**PROBLEM STATEMENT**
Both the line below containing "Please examine the image above and identify every exhaust" and the line containing "Please examine the image above and identify every side", along with every line between them, should be repeated exactly; no other line belongs in the answer.

[INFORMATION PROVIDED Boundary: Start]

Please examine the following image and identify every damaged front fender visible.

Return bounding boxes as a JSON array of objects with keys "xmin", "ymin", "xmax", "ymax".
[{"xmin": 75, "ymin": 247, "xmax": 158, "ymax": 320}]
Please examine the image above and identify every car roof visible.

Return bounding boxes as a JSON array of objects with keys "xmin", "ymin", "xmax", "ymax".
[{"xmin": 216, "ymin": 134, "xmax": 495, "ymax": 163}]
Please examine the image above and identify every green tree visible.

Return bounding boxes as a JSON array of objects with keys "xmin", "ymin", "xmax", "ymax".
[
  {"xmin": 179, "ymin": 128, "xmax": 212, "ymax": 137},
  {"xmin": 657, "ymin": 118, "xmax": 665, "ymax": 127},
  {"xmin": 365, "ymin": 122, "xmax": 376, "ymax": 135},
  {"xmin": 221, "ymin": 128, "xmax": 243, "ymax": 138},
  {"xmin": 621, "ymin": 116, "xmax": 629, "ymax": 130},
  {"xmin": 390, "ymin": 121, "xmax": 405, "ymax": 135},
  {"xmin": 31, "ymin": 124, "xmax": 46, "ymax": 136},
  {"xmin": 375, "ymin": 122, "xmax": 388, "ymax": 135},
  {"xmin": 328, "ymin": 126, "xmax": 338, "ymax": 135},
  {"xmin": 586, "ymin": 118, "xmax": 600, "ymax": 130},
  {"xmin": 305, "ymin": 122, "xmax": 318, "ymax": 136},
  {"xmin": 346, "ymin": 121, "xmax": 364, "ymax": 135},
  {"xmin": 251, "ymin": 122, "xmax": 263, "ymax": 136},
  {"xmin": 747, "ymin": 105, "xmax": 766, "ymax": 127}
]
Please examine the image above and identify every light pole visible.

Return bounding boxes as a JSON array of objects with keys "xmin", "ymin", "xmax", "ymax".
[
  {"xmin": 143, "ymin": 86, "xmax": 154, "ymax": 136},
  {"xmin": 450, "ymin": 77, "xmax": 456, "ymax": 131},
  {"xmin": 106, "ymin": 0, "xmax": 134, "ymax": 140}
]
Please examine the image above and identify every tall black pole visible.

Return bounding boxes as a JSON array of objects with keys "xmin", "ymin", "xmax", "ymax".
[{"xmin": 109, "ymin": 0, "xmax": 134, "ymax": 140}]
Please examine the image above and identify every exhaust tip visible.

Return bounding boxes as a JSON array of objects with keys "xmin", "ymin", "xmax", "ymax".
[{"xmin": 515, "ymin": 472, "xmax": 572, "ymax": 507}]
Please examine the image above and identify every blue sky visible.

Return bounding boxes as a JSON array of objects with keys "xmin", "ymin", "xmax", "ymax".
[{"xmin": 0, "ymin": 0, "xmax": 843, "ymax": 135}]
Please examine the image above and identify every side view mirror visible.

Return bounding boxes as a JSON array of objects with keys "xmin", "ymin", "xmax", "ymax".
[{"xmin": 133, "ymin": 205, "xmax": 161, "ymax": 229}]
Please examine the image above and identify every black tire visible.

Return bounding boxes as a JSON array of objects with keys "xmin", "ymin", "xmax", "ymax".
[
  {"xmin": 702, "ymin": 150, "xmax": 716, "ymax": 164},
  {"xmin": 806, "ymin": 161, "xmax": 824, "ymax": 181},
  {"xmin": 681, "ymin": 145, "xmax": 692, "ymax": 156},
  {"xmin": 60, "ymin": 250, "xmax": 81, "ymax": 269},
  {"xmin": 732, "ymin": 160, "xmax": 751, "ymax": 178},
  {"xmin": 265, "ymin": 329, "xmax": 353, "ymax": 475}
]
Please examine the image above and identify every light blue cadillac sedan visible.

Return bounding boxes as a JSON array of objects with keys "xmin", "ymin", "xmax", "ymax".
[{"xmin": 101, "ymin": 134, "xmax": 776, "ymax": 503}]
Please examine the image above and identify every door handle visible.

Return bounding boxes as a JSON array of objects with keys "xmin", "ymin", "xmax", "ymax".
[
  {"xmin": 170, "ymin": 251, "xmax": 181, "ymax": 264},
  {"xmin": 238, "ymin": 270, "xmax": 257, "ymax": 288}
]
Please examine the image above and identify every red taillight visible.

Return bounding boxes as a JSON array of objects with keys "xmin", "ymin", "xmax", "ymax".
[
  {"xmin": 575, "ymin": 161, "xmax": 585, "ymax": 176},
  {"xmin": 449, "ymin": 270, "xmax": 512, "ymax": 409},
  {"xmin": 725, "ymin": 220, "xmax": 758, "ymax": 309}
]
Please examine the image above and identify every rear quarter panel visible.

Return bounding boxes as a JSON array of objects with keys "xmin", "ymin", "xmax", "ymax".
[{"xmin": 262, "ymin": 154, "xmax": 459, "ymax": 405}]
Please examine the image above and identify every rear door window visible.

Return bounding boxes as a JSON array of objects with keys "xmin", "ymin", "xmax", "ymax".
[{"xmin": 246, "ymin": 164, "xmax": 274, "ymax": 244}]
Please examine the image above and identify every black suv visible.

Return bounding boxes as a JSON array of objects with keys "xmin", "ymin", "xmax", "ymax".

[INFORMATION PROVIDED Boundary: End]

**SOLVED EXERCISE**
Please examine the image above and identify every exhaust tip visible.

Return bounding boxes as a JSON array of objects with keys "xmin", "ymin", "xmax", "ymax".
[{"xmin": 515, "ymin": 472, "xmax": 572, "ymax": 507}]
Please examine the image above and identify every blue sky visible.

Return bounding boxes as a JSON array of objects with keys "xmin", "ymin", "xmax", "ymax".
[{"xmin": 0, "ymin": 0, "xmax": 843, "ymax": 135}]
Please examine the image above and identify every side view mirror visible.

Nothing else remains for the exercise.